(Document segment):

The lithium-ion batteries that power electric vehicles and phones charge and discharge by ferrying lithium ions back and forth between two electrodes, an anode and a cathode. The more lithium ions the electrodes are able to absorb and release, the more energy the battery can store.
One issue plaguing today’s commercial battery materials is that they are only able to release about half of the lithium ions they contain. A promising solution is to cram cathodes with extra lithium ions, allowing them to store more energy in the same amount of space. But for some reason, every new charge and discharge cycle slowly strips these lithium-rich cathodes of their voltage and capacity.
A new study provides a comprehensive model of this process, identifying what gives rise to it and how it ultimately leads to the battery’s downfall. Led by researchers from Stanford University and the Department of Energy’s SLAC National Accelerator Laboratory and Lawrence Berkeley National Laboratory, it was published today in Nature Materials.
“This research addressed a lot of misconceptions in the field,” says study lead William Gent, a Stanford University Siebel Scholar and winner of an Advanced Light Source and Molecular Foundry Doctoral Fellowship at Berkeley Lab. “There's a long way to go, but now we have a foundational understanding of the properties that lead to this process that's going to help us harness its power rather than just stab at it in the dark.”
The cycling of lithium through a battery is like a sponge relay, a staple of picnics and Fourth of July barbecues that challenges participants to transfer water from one bucket to another using only a sponge. The more absorbent the sponge, the more water can be squeezed into the second bucket.
Lithium-rich battery cathodes are like super-absorbent sponges, able to soak up nearly twice as many lithium ions as commercial cathodes, packing as much as twice the energy into the same amount of space. This could allow for smaller phone batteries and electric vehicles that travel farther between charges.
Most lithium ion battery cathodes contain alternating layers of lithium and transition metal oxides – elements like nickel or cobalt combined with oxygen. In commercial batteries, every time a lithium atom leaves the cathode for the anode, an electron is snagged from a transition metal atom. These electrons create the electrical current and voltage necessary to charge the material.
But something different happens in lithium-rich batteries.
“An unusual feature of lithium-rich cathodes is that the electron comes from the oxygen rather than the transition metal,” says Michael Toney, a distinguished staff scientist at SLAC and a co-author of the paper. “This process, called oxygen oxidation, enables cathodes to extract about 90 percent of the lithium at a high enough voltage that it boosts the energy stored in the battery.”
But imagine in the sponge relay that with every subsequent soak, the structure of the sponge changes: the fibers stiffen and bundle together, eating up the empty space that makes the material so efficient at absorbing water. Oxygen oxidation does something similar. The authors’ previous study, published in Nature Communications, showed that every time lithium ions cycle out of the cathode into the anode, some transition metal atoms sneak in to take their place and the atomic structure of the cathode becomes a little messier. The layered structure essential to the cathode’s performance slowly falls apart, sapping its voltage and capacity.

(Challenge a):
Condense the paragraph of the battery article that begins "Most lithium ion battery cathodes contain" into a shorter version that keeps its main facts.
The battery article and the listing after it are separate, unrelated material.

Photo labels with bounding boxes
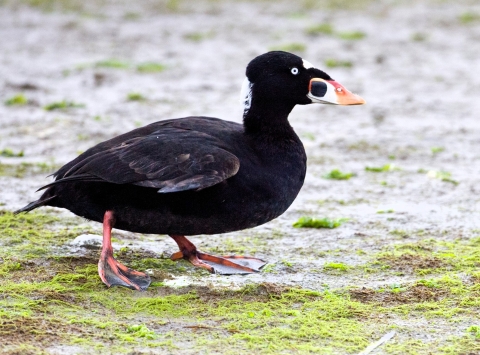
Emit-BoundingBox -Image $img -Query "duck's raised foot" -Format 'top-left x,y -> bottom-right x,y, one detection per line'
98,255 -> 151,291
98,211 -> 151,291
170,235 -> 266,275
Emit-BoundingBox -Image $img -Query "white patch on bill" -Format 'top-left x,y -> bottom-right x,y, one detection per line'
302,59 -> 313,69
240,78 -> 253,113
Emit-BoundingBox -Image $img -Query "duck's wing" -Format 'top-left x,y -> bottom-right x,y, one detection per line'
43,127 -> 240,193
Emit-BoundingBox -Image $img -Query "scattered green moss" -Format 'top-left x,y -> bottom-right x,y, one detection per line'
324,58 -> 353,68
0,163 -> 60,178
337,31 -> 367,41
305,23 -> 333,36
323,263 -> 350,272
467,325 -> 480,339
4,94 -> 28,106
127,92 -> 147,101
0,148 -> 24,158
95,59 -> 130,69
43,100 -> 85,111
0,211 -> 480,354
411,32 -> 428,42
428,170 -> 459,185
293,217 -> 348,229
377,210 -> 395,214
183,32 -> 214,42
365,164 -> 400,173
137,62 -> 167,73
322,169 -> 355,180
458,11 -> 480,25
430,147 -> 445,155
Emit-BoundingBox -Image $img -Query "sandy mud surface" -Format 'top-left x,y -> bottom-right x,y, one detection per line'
0,0 -> 480,354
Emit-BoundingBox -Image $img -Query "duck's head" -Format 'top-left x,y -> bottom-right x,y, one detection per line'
241,51 -> 365,111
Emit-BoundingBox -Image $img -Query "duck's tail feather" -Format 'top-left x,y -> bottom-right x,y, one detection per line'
13,195 -> 57,214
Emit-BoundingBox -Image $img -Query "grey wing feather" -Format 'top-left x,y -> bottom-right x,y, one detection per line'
47,127 -> 240,193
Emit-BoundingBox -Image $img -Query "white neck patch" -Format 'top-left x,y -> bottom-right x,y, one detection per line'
302,59 -> 313,69
240,78 -> 253,113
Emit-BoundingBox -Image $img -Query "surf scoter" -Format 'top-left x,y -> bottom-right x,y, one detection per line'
16,51 -> 365,290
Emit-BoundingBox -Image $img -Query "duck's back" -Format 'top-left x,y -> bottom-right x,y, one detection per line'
46,117 -> 306,235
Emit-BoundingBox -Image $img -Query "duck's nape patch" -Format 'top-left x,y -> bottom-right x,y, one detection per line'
302,59 -> 313,69
240,78 -> 253,112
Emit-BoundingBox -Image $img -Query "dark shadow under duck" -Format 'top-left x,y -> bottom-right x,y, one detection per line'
16,52 -> 364,290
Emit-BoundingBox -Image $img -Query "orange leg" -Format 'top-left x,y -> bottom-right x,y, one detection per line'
170,235 -> 266,275
98,211 -> 151,291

(Challenge b):
Please reproduce the listing lines from the start of the listing through the line that contains "43,127 -> 240,193", inclusive, switching "Emit-BoundingBox" to "Find-BoundingBox" and leaving everything else unchanged. Give only those lines and leave out the pictures.

(Full output a):
Most lithium-ion battery cathodes have alternating layers of lithium and transition metal oxides, such as nickel or cobalt combined with oxygen. In commercial batteries, each lithium atom that moves from the cathode to the anode takes an electron from a transition metal atom, and these electrons generate the current and voltage that charge the material.

(Full output b):
Find-BoundingBox -Image $img -Query "duck's raised foot" -Format 'top-left x,y -> bottom-right x,y, one detection per line'
98,255 -> 151,291
98,211 -> 151,291
170,235 -> 266,275
Find-BoundingBox -Image $img -Query "white patch on bill" -Format 'top-left x,y -> bottom-right x,y, one detection per line'
302,59 -> 313,69
240,78 -> 253,113
Find-BoundingBox -Image $img -Query "duck's wing" -Format 'top-left x,y -> bottom-right x,y, one detection per line'
43,127 -> 240,193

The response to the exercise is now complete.